***** Bagian Teks *****

Sejarah Matematika dan
Perkembangannya
Matematika (dari bahasa Yunani:μαθη ματικ ά -m athēm atiká) adalah
studi besaran, struktur, ruang, dan perubahan. Para matematikawan mencari
berbagai pola, merumuskan konjektur baru, dan membangun kebenaran melalui metode
deduksi yang kaku dari aksioma-aksioma dan definisi-definisi yang bersesuaian. Matematika adalah
suatu alat yang dapat digunakan untuk membantu memecahkan berbagai permasalahan
(dalam pemerintahan, industri, sains dan dalam kehidupan sehari-hari yang lain
nya). Dalam perjalanan sejarahnya, matematika berperan membangun peradaban
manusia sepanjang masa.

***** Cuplikan Data *****

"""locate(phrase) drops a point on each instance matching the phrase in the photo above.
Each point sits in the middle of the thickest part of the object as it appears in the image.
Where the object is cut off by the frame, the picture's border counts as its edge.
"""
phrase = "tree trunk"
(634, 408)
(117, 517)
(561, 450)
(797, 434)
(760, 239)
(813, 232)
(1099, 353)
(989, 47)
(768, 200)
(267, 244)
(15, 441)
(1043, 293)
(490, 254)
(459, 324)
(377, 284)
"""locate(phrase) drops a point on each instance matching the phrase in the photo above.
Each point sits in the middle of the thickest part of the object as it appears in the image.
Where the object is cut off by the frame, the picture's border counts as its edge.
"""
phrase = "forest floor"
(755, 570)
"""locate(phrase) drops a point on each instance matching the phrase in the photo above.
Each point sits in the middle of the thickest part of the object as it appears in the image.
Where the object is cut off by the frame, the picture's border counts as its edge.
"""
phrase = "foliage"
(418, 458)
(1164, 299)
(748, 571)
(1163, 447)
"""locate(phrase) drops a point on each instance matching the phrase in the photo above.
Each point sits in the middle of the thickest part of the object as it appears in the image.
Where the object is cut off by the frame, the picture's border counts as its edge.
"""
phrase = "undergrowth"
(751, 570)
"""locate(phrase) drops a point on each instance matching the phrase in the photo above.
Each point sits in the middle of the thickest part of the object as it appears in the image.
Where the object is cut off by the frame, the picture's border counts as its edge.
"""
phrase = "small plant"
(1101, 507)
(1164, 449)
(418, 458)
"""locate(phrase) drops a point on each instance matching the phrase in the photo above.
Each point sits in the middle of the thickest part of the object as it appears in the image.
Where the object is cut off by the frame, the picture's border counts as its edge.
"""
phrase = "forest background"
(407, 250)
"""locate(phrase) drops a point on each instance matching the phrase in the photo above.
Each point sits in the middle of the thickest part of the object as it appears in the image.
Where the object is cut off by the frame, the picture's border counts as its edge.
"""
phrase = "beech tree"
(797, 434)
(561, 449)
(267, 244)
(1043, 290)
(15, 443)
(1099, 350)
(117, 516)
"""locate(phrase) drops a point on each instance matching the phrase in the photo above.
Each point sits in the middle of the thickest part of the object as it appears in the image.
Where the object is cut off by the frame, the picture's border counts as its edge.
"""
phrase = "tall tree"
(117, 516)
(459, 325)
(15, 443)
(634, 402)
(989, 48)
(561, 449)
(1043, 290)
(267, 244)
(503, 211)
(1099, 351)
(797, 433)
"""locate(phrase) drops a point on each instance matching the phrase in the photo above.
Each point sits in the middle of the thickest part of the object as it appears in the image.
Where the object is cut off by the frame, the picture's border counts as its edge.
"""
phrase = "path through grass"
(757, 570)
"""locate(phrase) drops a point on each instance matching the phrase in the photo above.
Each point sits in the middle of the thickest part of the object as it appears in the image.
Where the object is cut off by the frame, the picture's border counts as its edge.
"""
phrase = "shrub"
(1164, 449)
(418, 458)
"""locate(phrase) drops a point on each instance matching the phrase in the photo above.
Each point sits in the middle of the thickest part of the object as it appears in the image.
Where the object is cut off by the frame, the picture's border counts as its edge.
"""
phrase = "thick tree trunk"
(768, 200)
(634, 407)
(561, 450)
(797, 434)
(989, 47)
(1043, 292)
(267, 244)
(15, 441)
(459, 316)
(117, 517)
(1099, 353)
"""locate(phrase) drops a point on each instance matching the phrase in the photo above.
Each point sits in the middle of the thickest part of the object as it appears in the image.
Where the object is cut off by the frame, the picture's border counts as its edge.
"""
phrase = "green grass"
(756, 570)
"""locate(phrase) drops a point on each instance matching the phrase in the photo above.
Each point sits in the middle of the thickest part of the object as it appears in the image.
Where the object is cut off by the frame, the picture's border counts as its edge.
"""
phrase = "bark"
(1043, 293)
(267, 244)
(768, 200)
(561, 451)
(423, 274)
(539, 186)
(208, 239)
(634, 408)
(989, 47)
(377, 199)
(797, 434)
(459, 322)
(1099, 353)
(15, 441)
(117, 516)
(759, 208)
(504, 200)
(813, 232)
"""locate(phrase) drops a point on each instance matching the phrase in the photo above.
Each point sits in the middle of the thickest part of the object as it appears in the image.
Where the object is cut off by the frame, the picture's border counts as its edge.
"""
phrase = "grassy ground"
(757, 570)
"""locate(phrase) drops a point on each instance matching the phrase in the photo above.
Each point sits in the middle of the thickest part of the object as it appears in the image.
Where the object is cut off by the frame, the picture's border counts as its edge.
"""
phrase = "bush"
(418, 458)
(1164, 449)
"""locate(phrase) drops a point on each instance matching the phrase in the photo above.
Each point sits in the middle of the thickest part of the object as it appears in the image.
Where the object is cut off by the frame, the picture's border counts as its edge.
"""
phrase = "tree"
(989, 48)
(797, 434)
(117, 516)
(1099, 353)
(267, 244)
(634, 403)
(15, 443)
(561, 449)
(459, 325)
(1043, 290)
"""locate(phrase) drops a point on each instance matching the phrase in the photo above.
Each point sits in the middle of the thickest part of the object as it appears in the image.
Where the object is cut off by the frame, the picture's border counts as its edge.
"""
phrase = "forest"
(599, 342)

*****

Tugas Dikerjakan
A) Menurut teks tentang sejarah matematika, melalui metode apa para matematikawan membangun kebenaran?
B) Lanjutkan teks tentang sejarah matematika mulai dari kalimat terakhirnya.

Jawaban Tugas
A) Melalui metode deduksi yang kaku dari aksioma-aksioma dan definisi-definisi yang bersesuaian.

B)
Terdapat perselisihan tentang apakah objek-objek
matematika seperti bilangan dan titik
hadir secara alami, atau hanyalah buatan manusia. Seorang matematikawan Benjamin Peirce menyebut matematika sebagai "ilmu yang
menggambarkan simpulan-simpulan yang penting". Di
pihak lain, Albert Einstein menyatakan bahwa "sejauh
hukum-hukum matematika merujuk kepada kenyataan, mereka tidaklah pasti; dan sejauh mereka pasti, mereka tidak merujuk kepada kenyataan."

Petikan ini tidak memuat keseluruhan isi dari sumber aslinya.